▶ **Provided passage**:
Rune_Walsh wrote: If he didn't want to keep a cent for himself, I just don't understand why he couldn't give it all to charity. It would be an incredibly honorable thing to donate to people in need, schools in need, cancer research, etc.
It isn't hard to imagine reasons why he didn't want to go down that road. Let's suppose a prize winner has a number of friends and relatives who aren't exactly on the poverty line, but could certainly use the extra cash - like most of us. Some of us are too proud to accept financial help, but not everyone feels that way. If he accepts the prize and immediately donates the whole sum to charity, it may still create resentment. A friend may wonder: "He knows I'm struggling to pay the rent and get my son through college, but he won't give a cent to me." Yet once he starts giving handouts, the floodgates open; if he can help a friend, then why not his impoverished cousin, or his next door neighbour, or the milkman, or the university at which he did his degree? So he opts to decline the prize - not just the money, but the prize itself. But all of this is just speculation; my point is that he probably has his reasons.

▶ **Work to complete**: Continue the forum reply about why a prize winner might decline both the prize and its money, starting after its final sentence.

▶ **The data**:
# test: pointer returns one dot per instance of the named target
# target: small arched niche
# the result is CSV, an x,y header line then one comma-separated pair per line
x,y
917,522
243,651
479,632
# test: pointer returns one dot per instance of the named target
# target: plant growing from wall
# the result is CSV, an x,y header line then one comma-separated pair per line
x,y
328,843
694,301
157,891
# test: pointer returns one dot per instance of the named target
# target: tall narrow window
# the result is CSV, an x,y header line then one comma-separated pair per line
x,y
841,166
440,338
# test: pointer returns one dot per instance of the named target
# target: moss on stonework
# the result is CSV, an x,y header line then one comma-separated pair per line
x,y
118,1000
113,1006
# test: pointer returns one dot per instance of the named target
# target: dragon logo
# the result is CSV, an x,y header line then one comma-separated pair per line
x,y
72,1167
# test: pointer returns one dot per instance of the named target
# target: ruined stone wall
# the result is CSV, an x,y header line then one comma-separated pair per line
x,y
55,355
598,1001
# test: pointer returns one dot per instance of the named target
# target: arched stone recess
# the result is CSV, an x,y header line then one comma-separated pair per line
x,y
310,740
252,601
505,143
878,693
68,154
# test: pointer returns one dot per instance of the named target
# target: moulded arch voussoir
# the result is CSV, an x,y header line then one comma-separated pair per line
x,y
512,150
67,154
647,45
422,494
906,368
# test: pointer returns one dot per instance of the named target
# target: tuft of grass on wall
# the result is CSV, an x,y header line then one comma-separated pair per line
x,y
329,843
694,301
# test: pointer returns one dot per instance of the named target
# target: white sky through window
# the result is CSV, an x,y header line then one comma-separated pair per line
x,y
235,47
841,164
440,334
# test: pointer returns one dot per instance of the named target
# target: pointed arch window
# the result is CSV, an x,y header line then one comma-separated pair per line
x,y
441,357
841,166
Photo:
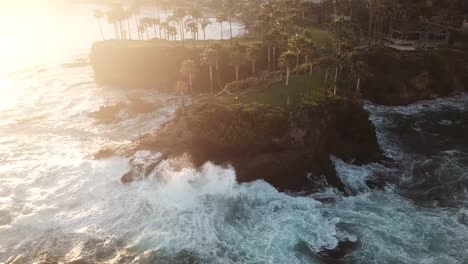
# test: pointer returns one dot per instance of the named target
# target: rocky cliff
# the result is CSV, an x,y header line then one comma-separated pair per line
x,y
288,148
400,78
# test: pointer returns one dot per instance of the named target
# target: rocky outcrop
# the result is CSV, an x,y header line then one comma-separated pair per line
x,y
288,148
400,78
113,113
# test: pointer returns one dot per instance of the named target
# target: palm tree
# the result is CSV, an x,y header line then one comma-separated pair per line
x,y
309,52
98,14
128,16
237,59
252,54
204,23
220,19
218,48
286,61
135,9
181,88
297,44
209,57
112,18
172,32
164,26
188,69
141,30
196,14
179,14
191,26
230,7
361,71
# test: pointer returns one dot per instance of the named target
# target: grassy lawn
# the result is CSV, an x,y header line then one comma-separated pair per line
x,y
300,87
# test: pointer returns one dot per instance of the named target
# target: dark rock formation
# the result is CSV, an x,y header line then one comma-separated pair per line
x,y
287,148
111,113
400,78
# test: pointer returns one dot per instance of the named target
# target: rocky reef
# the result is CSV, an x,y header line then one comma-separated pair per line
x,y
400,78
288,148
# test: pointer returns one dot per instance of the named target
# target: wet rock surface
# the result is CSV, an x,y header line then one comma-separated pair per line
x,y
287,148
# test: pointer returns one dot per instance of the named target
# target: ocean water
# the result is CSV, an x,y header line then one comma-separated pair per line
x,y
58,205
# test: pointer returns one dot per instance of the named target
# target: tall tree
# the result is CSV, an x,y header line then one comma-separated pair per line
x,y
209,58
286,61
220,18
297,44
188,69
204,23
237,59
252,54
98,14
361,71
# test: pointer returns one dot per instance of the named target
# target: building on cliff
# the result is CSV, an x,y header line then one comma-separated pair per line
x,y
410,36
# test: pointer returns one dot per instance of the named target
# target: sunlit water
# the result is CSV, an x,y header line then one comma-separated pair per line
x,y
59,205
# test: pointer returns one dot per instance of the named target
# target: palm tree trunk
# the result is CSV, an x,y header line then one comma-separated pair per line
x,y
269,59
190,83
274,58
211,81
138,27
336,79
129,29
371,17
204,38
221,32
100,27
358,87
230,28
217,72
116,31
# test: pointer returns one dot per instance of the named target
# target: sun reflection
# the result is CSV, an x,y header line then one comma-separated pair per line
x,y
31,32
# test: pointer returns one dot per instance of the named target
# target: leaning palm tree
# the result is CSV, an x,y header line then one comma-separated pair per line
x,y
98,14
361,71
188,69
286,61
135,10
252,54
209,57
204,23
237,59
172,32
179,14
192,27
181,88
220,18
142,30
230,7
196,14
297,44
164,26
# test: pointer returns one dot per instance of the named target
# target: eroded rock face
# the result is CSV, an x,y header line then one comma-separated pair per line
x,y
115,112
400,78
287,148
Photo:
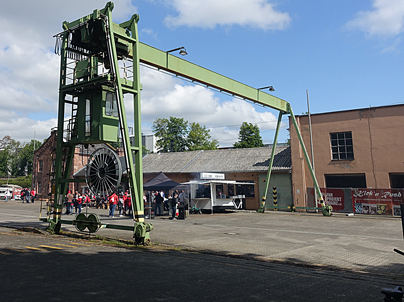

▶ **Answer to the problem**:
According to a potted biography available online, it isn't even the first prize he has turned down. He evidently does not wish to receive any accolades from the mathematical community, regardless of the form it takes. In the past, he has stated: "I'm not a hero of mathematics. I'm not even that successful; that is why I don't want to have everybody looking at me." We don't know the life events or circumstances that might have shaped his attitudes. Without that knowledge, it is easy for us to misunderstand him.
The Clay Mathematics Institute, which awards the prizes, is a privately funded organisation that runs educational programmes and offers support to students and academics in the field of mathematics. As such, I am sure the money that Dr Perelman has turned down will not go to waste.